▶ [Text block]
-*-

Herbalist Betsey-Ann Golon – “Betz” – has been brewing up a mix of unique herbal products for more than 20 years.
A Maine native, Golon originally aspired to become a veterinarian, but the more she studied medicine at Virginia Tech, the more she became interested in botany (the scientific study of plants.) Golon holds a bachelor’s degree in biology and a master’s degree in botany.
In 1985, she and her husband, Dale, bought their first farm, Common Folk Farm in Naples, where they started out growing strawberries to sell at local farmers markets. The farm eventually began selling several products, including green and herbal teas, herbal seasonings, fragrance items and more.
“I fell in love with herbs,” said Golon, 64. “I found that I was growing more herbs than anything else.”
Her love of gardening was passed down from her father and grandmother, both Maine gardeners. She said she has always been “fascinated with the fact that you put something tiny (like a seed) in the ground and end up with a meal.”
Since 1988, Golon has been teaching others about herbs at the Sabbathday Lake Shaker Village in New Gloucester. She also works with the Shakers to help them produce their line of herbal products.
“They were having some trouble with (making) some of their vinegars. They knew I worked with food and herbs,” said Golon, who now works as their garden manager and internship director.
In addition to her first customers, L.L. Bean and Bass, Golon sells her products in museums and botanical gardens on the East Coast. In 1996, Golon made a national debut on QVC, the cable television shopping network, where she sold 1,000 boxes of tea in less than 6 minutes.
“It just kind of bloomed,” said Golon, of her business.
But in the wake of a car accident that left her 16-year-old son seriously injured, Golon decided to run Common Folk Farm Herbs as solely a family affair in order to take care of him.

-*-

▶ [Data]
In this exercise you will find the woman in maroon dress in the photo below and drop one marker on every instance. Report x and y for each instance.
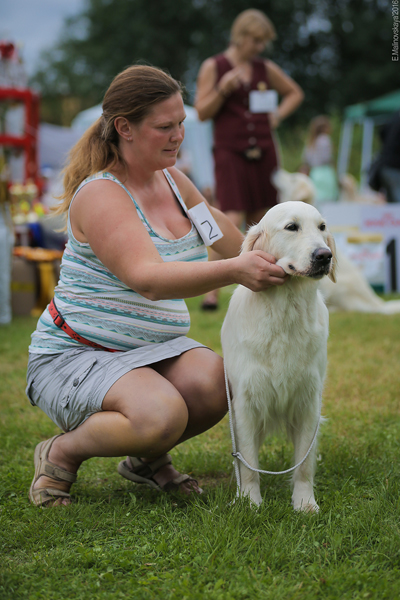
(238, 90)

-*-

▶ [List of tasks]
[1] Reproduce the herbalist profile word for word between "Since 1988, Golon" and "of herbal products.", inclusive.
[2] Answer these questions using the herbalist profile.
(a) What degrees does Golon hold?
(b) What did Common Folk Farm first grow to sell at local farmers markets?
(c) How many boxes of tea did Golon sell on QVC in less than 6 minutes?
[3] Write the next part of the herbalist profile, starting after its final sentence.

▶ [Activity answers]
[1]
Since 1988, Golon has been teaching others about herbs at the Sabbathday Lake Shaker Village in New Gloucester. She also works with the Shakers to help them produce their line of herbal products.

[2]
(a) A bachelor's degree in biology and a master's degree in botany.
(b) Strawberries.
(c) 1,000 boxes.

[3]
The business has since evolved from a corporation to a sole proprietorship, operating under the name Herb & Vine at Common Folk Farm. Golon is also a guest interpreter and herbalist at George Washington’s Mount Vernon Estate and Gardens in Virginia, and has been a master food preserver at the University of Maine Cooperative Extension since 2010.
In 2013, Golon began to develop a line of dry mustard mixes based on 18th-century recipes.
“At my age it’s really fun to look at my life and (decide) what I can give back. This is something I can share with the next generation, and people who have an interest in (herbs),” said Golon.
According to Golon, being an herbalist and a food preserver go hand in hand. On Saturday, April 18, she is scheduled to lead an “herbal seasonings” workshop at the UMaine Extension office in Falmouth from 10 a.m.-1 p.m., where participants can learn how to salt herbs, create herbal pastes and vinegars, and how to dehydrate vegetable and herb blends.
“It’s all food preservation,” she said, of her work.
Golon, who defines herself as a “historical herbalist,” said herbs are used for medicinal, cosmetic, and culinary purposes. Her favorite part of being an herbalist is sharing her knowledge of herbs with others.
It’s “a field that an individual can choose where they want to put their creativity and energy,” said Golon. “My love of herbs is rooted in the history of human use. In a broad scope I’ve been blessed to do all of those things that are connected with the herbal world.”